### Material supplied
╭──
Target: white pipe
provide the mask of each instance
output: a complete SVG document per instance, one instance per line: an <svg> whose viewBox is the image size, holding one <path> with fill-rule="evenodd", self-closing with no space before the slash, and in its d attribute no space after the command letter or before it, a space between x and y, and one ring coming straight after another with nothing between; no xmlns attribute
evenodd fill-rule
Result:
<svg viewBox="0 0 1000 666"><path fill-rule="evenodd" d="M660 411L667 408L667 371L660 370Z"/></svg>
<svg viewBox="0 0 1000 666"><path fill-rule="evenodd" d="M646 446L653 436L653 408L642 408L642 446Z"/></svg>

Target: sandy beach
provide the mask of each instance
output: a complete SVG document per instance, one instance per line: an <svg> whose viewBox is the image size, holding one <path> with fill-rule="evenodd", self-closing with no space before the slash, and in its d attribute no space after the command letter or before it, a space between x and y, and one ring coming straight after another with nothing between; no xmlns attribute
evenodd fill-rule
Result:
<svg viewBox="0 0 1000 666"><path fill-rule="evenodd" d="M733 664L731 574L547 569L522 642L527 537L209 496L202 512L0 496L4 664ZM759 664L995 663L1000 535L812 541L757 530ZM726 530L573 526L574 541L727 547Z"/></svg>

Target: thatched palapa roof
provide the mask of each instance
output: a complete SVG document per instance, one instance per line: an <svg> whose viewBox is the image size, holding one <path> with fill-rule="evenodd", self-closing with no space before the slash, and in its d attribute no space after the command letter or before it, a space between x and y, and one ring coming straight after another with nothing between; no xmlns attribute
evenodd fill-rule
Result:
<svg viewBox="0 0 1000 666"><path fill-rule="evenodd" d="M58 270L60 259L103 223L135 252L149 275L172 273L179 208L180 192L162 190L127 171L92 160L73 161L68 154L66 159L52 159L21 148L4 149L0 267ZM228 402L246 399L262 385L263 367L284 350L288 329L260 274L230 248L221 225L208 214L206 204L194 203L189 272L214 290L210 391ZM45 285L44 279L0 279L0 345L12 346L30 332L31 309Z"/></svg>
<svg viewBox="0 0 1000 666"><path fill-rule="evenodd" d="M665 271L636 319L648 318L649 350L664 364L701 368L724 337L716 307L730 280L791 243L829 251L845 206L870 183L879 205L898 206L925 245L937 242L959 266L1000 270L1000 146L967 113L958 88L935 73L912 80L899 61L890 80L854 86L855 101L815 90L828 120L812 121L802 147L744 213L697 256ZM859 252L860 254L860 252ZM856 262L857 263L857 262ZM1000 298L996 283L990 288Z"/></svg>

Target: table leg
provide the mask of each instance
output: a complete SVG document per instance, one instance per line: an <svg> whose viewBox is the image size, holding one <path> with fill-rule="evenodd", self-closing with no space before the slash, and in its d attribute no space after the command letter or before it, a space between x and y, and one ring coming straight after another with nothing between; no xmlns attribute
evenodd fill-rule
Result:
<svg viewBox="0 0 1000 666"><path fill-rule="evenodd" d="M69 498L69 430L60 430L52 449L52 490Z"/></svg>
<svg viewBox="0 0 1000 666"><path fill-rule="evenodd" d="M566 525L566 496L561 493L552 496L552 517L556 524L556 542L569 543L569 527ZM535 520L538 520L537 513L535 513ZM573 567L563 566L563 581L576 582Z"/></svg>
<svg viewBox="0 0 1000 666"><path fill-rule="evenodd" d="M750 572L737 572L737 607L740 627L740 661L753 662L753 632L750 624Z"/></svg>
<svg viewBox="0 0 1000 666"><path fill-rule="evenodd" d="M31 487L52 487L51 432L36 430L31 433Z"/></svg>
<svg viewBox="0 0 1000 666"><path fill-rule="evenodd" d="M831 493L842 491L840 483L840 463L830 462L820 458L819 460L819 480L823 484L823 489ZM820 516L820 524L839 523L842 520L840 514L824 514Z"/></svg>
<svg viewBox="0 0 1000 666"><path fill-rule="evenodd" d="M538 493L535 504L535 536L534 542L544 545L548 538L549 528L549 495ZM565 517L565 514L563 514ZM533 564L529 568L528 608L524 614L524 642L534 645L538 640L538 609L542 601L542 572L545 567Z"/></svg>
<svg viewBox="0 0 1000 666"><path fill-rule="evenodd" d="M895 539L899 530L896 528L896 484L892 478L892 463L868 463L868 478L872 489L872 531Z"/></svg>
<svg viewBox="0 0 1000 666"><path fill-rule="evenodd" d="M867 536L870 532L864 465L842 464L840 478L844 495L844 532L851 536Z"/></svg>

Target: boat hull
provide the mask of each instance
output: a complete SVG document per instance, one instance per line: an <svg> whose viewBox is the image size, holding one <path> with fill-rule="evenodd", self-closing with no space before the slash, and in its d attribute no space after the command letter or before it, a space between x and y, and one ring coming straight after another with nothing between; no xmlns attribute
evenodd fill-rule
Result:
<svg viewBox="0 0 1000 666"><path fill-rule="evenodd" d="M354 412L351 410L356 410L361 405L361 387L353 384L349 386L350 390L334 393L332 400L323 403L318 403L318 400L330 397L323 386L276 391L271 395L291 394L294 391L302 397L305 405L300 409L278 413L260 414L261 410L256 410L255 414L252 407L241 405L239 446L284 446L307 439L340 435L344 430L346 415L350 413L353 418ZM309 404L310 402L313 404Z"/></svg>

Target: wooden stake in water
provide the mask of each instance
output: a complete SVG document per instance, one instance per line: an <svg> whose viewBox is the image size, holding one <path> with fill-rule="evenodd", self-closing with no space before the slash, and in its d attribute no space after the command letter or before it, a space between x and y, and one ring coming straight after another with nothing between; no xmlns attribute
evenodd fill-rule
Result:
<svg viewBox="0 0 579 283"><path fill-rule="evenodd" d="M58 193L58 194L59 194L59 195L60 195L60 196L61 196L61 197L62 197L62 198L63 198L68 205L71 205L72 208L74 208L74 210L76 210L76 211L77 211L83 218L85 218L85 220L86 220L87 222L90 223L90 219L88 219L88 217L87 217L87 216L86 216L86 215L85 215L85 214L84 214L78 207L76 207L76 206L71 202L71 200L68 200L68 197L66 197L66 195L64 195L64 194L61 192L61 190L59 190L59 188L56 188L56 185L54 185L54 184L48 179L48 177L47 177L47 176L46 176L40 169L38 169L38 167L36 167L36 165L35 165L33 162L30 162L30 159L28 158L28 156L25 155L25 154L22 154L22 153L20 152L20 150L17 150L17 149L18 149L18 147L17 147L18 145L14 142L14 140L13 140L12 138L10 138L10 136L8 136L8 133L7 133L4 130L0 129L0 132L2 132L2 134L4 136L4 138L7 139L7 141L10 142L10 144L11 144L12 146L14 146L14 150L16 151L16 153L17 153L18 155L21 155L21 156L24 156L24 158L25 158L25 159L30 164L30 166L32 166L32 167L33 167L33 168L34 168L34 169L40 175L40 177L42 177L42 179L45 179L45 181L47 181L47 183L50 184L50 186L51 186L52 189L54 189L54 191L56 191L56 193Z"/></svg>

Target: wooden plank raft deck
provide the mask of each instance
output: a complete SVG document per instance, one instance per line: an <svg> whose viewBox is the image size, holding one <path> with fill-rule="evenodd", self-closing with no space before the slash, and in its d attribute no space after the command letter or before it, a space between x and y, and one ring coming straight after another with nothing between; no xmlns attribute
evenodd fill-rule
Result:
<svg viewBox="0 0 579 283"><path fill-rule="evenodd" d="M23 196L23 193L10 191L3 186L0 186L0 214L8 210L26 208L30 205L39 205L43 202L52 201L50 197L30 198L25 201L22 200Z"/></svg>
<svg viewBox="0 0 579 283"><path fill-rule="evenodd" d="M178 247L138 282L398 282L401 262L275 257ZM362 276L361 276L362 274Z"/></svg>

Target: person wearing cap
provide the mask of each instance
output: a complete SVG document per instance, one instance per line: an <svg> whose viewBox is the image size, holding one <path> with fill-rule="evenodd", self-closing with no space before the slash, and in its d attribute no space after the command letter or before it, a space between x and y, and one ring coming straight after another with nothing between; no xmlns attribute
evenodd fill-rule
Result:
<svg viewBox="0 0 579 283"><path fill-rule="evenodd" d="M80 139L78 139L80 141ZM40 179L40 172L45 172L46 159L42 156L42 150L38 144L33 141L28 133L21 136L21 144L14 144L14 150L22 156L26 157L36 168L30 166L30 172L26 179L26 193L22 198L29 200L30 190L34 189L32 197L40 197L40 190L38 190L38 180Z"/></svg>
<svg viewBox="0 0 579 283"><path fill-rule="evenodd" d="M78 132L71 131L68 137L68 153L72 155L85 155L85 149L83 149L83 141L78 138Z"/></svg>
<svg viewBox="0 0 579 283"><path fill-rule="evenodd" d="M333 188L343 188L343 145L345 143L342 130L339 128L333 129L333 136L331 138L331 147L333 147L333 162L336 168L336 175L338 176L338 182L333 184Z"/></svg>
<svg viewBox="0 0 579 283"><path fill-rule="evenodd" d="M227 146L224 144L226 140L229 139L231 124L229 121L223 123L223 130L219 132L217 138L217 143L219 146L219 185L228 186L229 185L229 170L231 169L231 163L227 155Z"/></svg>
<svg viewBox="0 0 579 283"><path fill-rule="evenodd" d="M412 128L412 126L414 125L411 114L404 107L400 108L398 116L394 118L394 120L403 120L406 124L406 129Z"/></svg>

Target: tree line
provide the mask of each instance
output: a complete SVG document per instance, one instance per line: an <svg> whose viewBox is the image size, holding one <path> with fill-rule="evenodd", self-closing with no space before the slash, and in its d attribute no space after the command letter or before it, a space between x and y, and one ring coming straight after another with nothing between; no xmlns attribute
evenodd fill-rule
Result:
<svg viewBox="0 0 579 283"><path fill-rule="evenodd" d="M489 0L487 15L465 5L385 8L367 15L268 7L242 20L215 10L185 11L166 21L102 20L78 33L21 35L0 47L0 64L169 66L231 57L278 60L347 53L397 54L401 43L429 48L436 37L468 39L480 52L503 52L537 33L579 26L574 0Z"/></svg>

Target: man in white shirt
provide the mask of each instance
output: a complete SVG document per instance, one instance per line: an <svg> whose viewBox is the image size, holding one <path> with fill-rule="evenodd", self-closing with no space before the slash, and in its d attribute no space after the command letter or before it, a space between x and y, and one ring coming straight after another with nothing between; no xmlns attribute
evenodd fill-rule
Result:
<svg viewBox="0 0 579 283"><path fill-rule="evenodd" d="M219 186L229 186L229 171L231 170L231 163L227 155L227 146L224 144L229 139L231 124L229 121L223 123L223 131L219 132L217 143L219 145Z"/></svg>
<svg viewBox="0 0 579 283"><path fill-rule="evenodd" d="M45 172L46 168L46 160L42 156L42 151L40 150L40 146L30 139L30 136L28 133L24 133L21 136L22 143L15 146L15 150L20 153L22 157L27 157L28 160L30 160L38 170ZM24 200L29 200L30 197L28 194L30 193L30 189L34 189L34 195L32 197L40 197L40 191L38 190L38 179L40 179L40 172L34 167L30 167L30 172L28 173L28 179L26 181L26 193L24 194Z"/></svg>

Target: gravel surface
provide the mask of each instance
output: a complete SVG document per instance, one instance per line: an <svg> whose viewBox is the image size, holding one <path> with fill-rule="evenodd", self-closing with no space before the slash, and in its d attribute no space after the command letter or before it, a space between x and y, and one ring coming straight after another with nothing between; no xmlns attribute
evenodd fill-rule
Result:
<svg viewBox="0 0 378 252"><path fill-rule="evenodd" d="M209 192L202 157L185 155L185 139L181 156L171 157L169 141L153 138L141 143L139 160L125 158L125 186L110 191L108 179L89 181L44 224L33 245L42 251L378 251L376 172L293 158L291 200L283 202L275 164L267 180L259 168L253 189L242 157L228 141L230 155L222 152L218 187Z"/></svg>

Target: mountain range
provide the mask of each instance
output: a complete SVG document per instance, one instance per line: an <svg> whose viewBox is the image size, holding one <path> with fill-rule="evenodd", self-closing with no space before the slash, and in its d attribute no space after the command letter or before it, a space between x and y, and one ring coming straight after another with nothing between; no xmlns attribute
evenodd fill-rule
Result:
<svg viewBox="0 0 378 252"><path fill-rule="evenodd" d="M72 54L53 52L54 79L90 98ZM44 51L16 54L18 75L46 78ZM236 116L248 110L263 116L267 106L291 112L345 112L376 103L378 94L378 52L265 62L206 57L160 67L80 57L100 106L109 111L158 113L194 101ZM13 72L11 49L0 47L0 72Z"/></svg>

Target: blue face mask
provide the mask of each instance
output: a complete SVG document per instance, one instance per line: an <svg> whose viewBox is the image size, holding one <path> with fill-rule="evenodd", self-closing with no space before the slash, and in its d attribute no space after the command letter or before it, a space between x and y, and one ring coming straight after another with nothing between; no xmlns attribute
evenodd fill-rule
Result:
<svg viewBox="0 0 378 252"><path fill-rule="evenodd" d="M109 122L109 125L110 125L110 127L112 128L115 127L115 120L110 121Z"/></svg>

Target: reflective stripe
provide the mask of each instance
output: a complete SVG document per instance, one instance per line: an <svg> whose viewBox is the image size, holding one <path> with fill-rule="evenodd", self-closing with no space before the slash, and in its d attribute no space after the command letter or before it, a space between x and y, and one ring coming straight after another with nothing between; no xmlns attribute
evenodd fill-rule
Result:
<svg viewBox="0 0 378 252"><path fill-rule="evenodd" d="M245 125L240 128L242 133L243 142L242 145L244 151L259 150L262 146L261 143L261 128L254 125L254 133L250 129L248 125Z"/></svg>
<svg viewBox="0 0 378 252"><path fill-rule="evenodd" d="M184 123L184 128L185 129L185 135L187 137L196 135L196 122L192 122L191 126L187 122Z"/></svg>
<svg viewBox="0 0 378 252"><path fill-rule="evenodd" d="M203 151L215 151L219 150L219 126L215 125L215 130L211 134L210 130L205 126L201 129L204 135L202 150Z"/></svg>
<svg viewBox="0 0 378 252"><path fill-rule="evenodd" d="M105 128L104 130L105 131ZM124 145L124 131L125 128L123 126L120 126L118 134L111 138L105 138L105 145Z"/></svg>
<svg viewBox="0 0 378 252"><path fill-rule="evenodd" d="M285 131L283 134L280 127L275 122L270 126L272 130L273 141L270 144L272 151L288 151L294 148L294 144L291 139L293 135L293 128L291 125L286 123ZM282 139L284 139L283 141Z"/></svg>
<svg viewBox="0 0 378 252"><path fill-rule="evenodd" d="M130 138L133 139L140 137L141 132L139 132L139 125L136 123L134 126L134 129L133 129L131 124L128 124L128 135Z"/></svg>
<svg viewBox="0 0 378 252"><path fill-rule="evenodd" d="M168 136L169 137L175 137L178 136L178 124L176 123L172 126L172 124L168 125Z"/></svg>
╰──
### Task instructions
Rewrite the data from the line with "Target: gravel surface" through the line with "122L109 125L110 125L110", changing "mountain range" to "mountain ridge" and keeping everything else the same.

### Solution for this problem
Target: gravel surface
provide the mask of each instance
output: a complete SVG document per instance, one instance per line: an <svg> whose viewBox is the image size, holding one <path> with fill-rule="evenodd", self-closing with no space before the slash, and in its d attribute no space after the command letter or before it, a space between x and y, and one ring coming straight after another with nothing between; no xmlns attribute
evenodd fill-rule
Result:
<svg viewBox="0 0 378 252"><path fill-rule="evenodd" d="M209 192L202 157L185 155L185 139L181 156L171 157L169 141L153 138L141 143L139 160L125 158L125 186L110 191L108 179L89 181L44 224L33 245L42 251L378 251L376 172L293 158L291 200L283 202L275 164L267 180L259 168L253 189L242 157L228 141L230 155L222 152L218 187Z"/></svg>

Target: mountain ridge
provide the mask of each instance
output: a complete SVG document per instance, one instance per line: an <svg> whose viewBox is the image size, holding one <path> with fill-rule="evenodd", self-closing with no space before the slash, and in its d attribute no space after the command letter or before it, a space between x and y, and one ring coming straight after another with nothing between; no xmlns attribute
evenodd fill-rule
Result:
<svg viewBox="0 0 378 252"><path fill-rule="evenodd" d="M72 54L53 52L54 79L90 98ZM44 51L16 54L18 75L46 78ZM236 116L248 110L263 116L267 106L291 112L345 112L376 103L378 94L378 52L265 62L206 57L160 67L80 57L100 106L109 111L158 113L194 101ZM13 72L11 49L0 47L0 72Z"/></svg>

Target: blue face mask
provide the mask of each instance
output: a complete SVG document per instance, one instance per line: an <svg> whose viewBox is the image size, holding one <path> with fill-rule="evenodd", self-closing with no space before the slash, and in its d attribute no space after the command letter or before it, a space between x and y, and one ring coming straight after another with nothing between; no xmlns attribute
evenodd fill-rule
Result:
<svg viewBox="0 0 378 252"><path fill-rule="evenodd" d="M109 122L109 125L110 125L110 127L112 128L115 127L115 120L110 121Z"/></svg>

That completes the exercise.